• _課題内容_
小説『春を背負って』の感想文を、最後の文の次から書き継いでください。

===== 引用文

いきなり個人的な話ですが、今年の夏はよく登山をしました。
近隣の山も行けば、北アルプスや南アルプスまで。
日帰りすることもあれば、山小屋やテント泊することも。

なぜ山に登るのか?と言われても、ジョージ・マロリーのように「そこに山があるから」と、かっこよく言えるわけもなく、ただ「非日常」の中に浸りたいから、というのが一番の理由です。

同じく、別の世界に入り込むことができるから、という理由で読書(とくに物語)もします。
そこで、つい先日買った本が、タイトルにもある『春を背負って』という小説です。

あらすじ

都会で技術者として働いていた主人公・長嶺亨は、山小屋を営む父の死を受け、父の遺志を継いで山小屋の経営を引き継ぐことに。

そんな彼の山小屋を訪れるのは、ホームレスのゴロさんや、自殺願望のあるOL・美由紀といった複雑な過去や悩みを抱える人々。

雄大な自然に囲まれた山小屋での触れ合いによって、訪れる人々の再生を支えていく、という物語。

感想

「背負って」の意味するところ

タイトルになっているこの言葉。
「春」は訪れるものであって、言葉通りに捉えると「春」を「背負う」ことはできません。

すなわち、「春」も「背負って」も別に意味するところがあるということ。

まずは「背負って」について。
本作では、山小屋の従業員のため、食料品や生活必需品については、自力で麓から山小屋まで運び上げる必要があります。

この荷揚げをする人のことを「歩荷(ぼっか)」といいます。
背中に100kg近い荷物を「背負って」運ぶ。
山小屋のメインとなる業務のことを指しているとも取れそうです。

==========
===== 抜粋データ

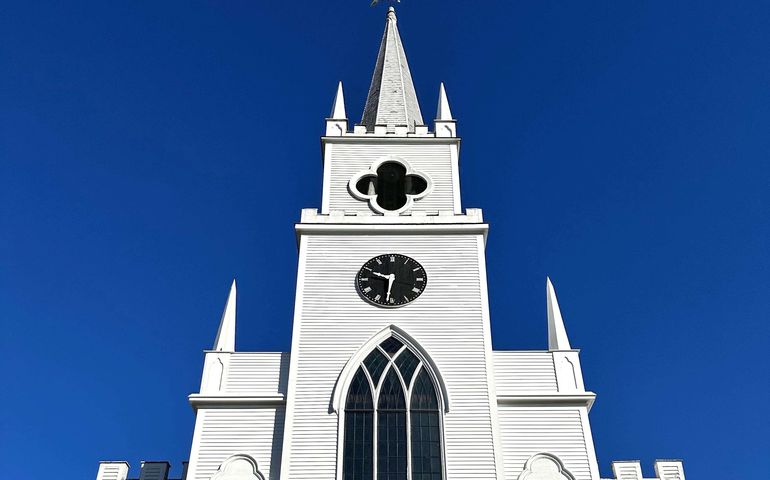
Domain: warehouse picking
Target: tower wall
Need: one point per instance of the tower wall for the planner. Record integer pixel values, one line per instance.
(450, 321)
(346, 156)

==========
===== 抜粋データ

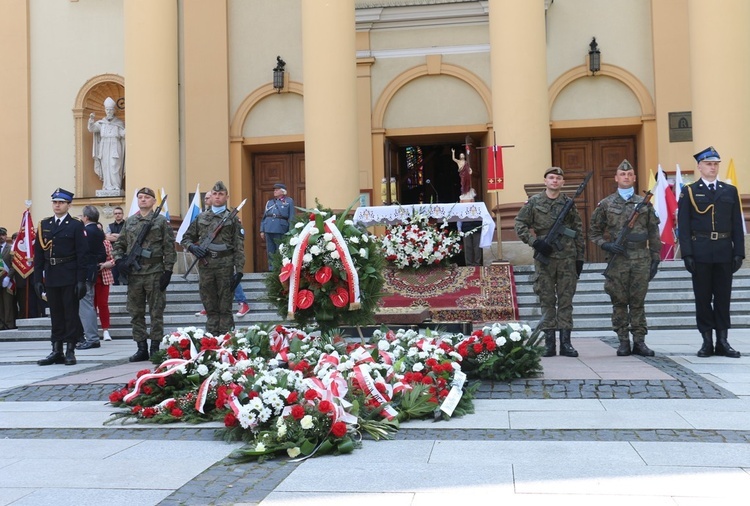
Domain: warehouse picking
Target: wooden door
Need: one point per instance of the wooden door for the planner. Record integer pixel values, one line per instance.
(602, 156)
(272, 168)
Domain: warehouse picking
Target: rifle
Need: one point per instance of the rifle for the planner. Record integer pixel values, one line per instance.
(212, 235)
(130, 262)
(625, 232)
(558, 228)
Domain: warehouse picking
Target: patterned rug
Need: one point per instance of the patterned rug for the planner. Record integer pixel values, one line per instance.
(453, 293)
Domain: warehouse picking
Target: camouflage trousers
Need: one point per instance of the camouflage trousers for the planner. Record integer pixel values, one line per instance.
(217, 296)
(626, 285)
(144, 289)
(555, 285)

==========
===== 抜粋データ

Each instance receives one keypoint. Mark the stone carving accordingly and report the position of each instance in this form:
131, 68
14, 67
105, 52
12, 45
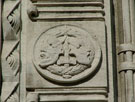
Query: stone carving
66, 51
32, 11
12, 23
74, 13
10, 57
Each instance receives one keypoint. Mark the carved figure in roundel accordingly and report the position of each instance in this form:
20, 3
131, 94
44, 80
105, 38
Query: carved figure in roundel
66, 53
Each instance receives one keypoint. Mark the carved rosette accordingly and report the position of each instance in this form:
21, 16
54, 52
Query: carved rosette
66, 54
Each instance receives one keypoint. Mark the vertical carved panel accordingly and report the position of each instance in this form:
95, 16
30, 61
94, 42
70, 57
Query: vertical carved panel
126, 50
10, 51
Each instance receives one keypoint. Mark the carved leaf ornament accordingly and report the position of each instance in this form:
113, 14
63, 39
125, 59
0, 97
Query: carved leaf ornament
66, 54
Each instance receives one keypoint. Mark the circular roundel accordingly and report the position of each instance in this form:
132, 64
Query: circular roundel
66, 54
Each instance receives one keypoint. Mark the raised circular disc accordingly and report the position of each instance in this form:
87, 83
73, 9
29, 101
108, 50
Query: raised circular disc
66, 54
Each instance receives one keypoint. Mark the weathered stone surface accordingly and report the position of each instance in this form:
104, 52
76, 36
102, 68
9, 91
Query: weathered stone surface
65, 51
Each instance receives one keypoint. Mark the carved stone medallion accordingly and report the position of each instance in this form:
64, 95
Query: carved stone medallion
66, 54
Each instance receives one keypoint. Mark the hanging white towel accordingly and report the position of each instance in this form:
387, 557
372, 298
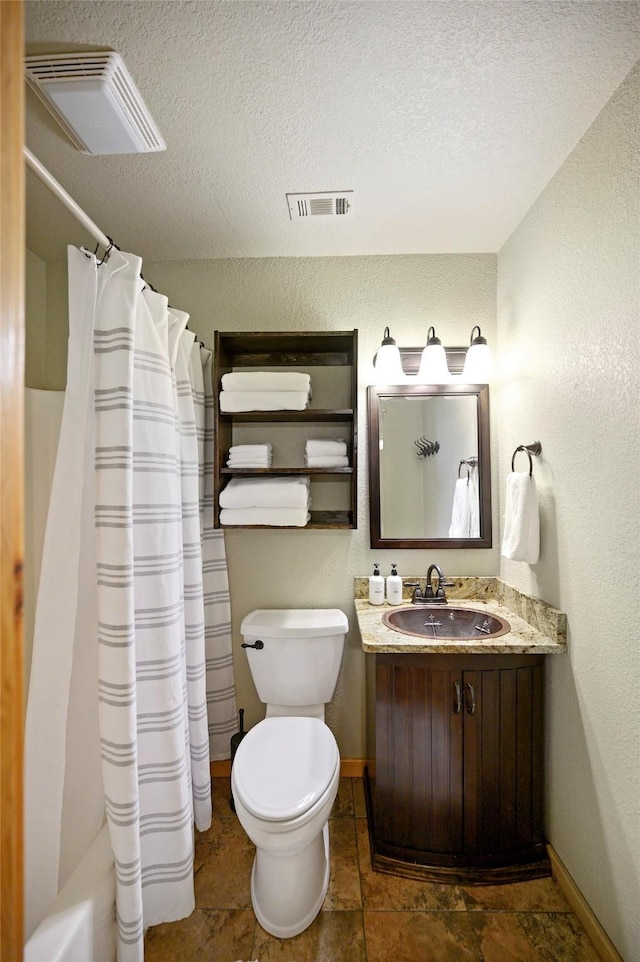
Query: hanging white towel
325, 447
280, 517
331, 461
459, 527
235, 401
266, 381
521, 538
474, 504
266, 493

==========

• _演習の出力_
もう一つの解釈。
本作では、多くの人の想いが交錯する内容となっています。
父の遺志を継いで山小屋の経営を引き継ぎ、父の愛した山に、主人公・享は自分の生活を捧げていきます。
そこにあるのは、父の想いを「背負う」享。

自殺願望のあった美由紀が、自殺を踏みとどまり生きる道を選んだのは、生きることの許しを自身の亡くなった父から得たと思えたから。
彼女もまた、生きることを「背負う」ことに。

続いて、「春」について。
本作は、春の山小屋開きの時期から始まって、また次の年の山小屋開きまでを描いています。

複数回の春が描かれ、作品の終わりがまた新しく始まる営業シーズンについて描かれます。
そこから、「繰り返し」ということが強調されているようにも捉えられそうです。

「春」という季節は、何度でも巡り巡ってくるもの。
そこから「背負うこと」は一時的なものではなく、これからもずっと背負い続けることを意味しているのかな?と思いました。

それでも、背負い続けることが、悲観的に捉えられないのは、「春」の持つイメージが、「新入生」や「芽吹」といったポジティブなイメージが纏っているからだとも考えられそうです。

本編を読んだ後にタイトルに込められた意味を探っていくのは、作者を知ろうとしている感があり、面白いと思います。
(あくまでも自分の解釈なので、頓珍漢なことを言っているとしてもご容赦を)

自然に対する敬意

自然というのは不思議なもので、触れることで癒しを与えてくれるものでもあれば、選択を誤ってしまうと雄大な姿からは想像もつかない過酷さを浴びせてくるものです。

作中でも、可憐に咲くシャクナゲの群生地を目当てに多くの観光客が山小屋を訪れます。

山中に植物が群生している場合は、人の手が加えられていないそのままの姿で見ることができます。

嵐があっても、雪が積もっても生命を耐えさせない、強くもあり、凛々しくもある姿。
その姿が多くの人に癒しを与え、作中では自殺願望のあった人に対して「生」への力を与える様子が描かれています。

一方で、まともな装備や経験もなく、冬山登山を敢行した挙句、遭難してしまうという、といった人も描かれます。

「柔らかさ」と「厳格さ」が、絶妙なコントラストで文章におこされており、そこが山の持つ魅力でもあると思わされます。

「下界」との隔離

山にいると、普段私たちが生活する場所のことを「下界」と呼びます。
要は、切り離された違う世界として認識しているから。

そして、不自由なく生活できる下界と比べ、山の中では原初的な生活を強いられることになります。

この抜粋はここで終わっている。